RECORD EXCERPTS START

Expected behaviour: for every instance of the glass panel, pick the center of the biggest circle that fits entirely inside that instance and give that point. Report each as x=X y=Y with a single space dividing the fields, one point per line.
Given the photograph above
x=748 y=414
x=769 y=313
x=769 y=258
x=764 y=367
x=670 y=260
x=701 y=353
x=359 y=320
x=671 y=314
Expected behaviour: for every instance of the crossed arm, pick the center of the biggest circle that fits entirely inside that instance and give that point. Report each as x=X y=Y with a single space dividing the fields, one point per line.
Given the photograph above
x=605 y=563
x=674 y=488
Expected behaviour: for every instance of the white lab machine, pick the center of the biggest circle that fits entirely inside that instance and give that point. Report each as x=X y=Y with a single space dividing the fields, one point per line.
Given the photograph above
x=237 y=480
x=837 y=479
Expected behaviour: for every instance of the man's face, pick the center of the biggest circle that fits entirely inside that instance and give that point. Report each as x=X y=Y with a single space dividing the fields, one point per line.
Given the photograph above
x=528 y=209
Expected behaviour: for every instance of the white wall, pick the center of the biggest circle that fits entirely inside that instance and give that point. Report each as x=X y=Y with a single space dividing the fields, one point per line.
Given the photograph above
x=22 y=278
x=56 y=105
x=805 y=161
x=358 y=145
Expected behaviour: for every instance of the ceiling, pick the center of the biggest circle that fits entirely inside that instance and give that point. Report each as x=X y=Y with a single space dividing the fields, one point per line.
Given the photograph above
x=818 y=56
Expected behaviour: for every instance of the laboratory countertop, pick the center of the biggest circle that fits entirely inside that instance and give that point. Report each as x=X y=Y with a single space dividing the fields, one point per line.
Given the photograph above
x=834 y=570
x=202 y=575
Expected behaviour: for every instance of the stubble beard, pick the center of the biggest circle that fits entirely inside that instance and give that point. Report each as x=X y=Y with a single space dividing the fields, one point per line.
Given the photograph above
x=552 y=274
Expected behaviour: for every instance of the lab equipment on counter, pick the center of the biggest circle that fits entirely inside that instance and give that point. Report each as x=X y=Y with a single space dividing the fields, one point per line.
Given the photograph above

RECORD EXCERPTS END

TASK DESCRIPTION
Word for word, copy all of the listing above.

PROBLEM SOLUTION
Expected behaviour: for every instance of the glass panel, pick the center of the biggest circle that fits entirely inside that instance and give that point. Report each as x=X y=Y with a single space dividing the fields, one point per line.
Given the photograph above
x=748 y=414
x=769 y=313
x=769 y=258
x=764 y=367
x=670 y=260
x=701 y=353
x=359 y=320
x=671 y=314
Expected behaviour: for every instance of the crossed arm, pick the center of the biggest circle that fits entirely inside that instance and give that point. Report each as x=X y=Y with a single space dividing the fields, one point per line.
Given the photograph above
x=605 y=563
x=674 y=488
Expected behaviour: for every instance of the white lab machine, pick the center of the biggest circle that fits entirely inside that instance and give that point. Report each as x=X y=Y with a single space dividing the fields, one point per line.
Given the photograph above
x=237 y=480
x=837 y=479
Expected behaviour: for every instance of the man's face, pick the center of the biggest circle that fits entirely inside that instance and give that point. Report each as x=X y=Y with a single space dividing the fields, one point per line.
Given the photograph above
x=528 y=209
Expected behaviour: for every instance of the white wall, pick the center of the biggest circle that fits entirely inside that instance and give that point. Report each as x=X y=Y with a single space dividing the fields, one point per line.
Given the photograph above
x=22 y=278
x=56 y=105
x=805 y=161
x=358 y=145
Expected behaviour: for every instance of the ceiling, pick the center of the biggest circle that fits entirely inside that instance and give that point. Report each as x=X y=Y with a single space dividing the fields, one point per line.
Given the photograph above
x=818 y=56
Expected behaviour: for every instance of the laboratory countertop, pick the center of the biggest circle that fits entirely inside that instance and give that point. Report each as x=X y=Y with a single space dividing the fields, one point per line.
Given the photograph above
x=834 y=570
x=202 y=575
Expected behaviour: for every instance of the stubble beard, pick the center of the biggest circle that fits entirely inside that instance and give that point. Report each as x=X y=Y with a single space dividing the fields, one point per line.
Given the photograph above
x=552 y=274
Expected behaviour: for every instance of the lab equipment on counter, pick the center of the biggest circle that fits entirely inside that instance and give that point. Report each as x=X y=Y with a single space dividing the fields, one point per line.
Given the photograph above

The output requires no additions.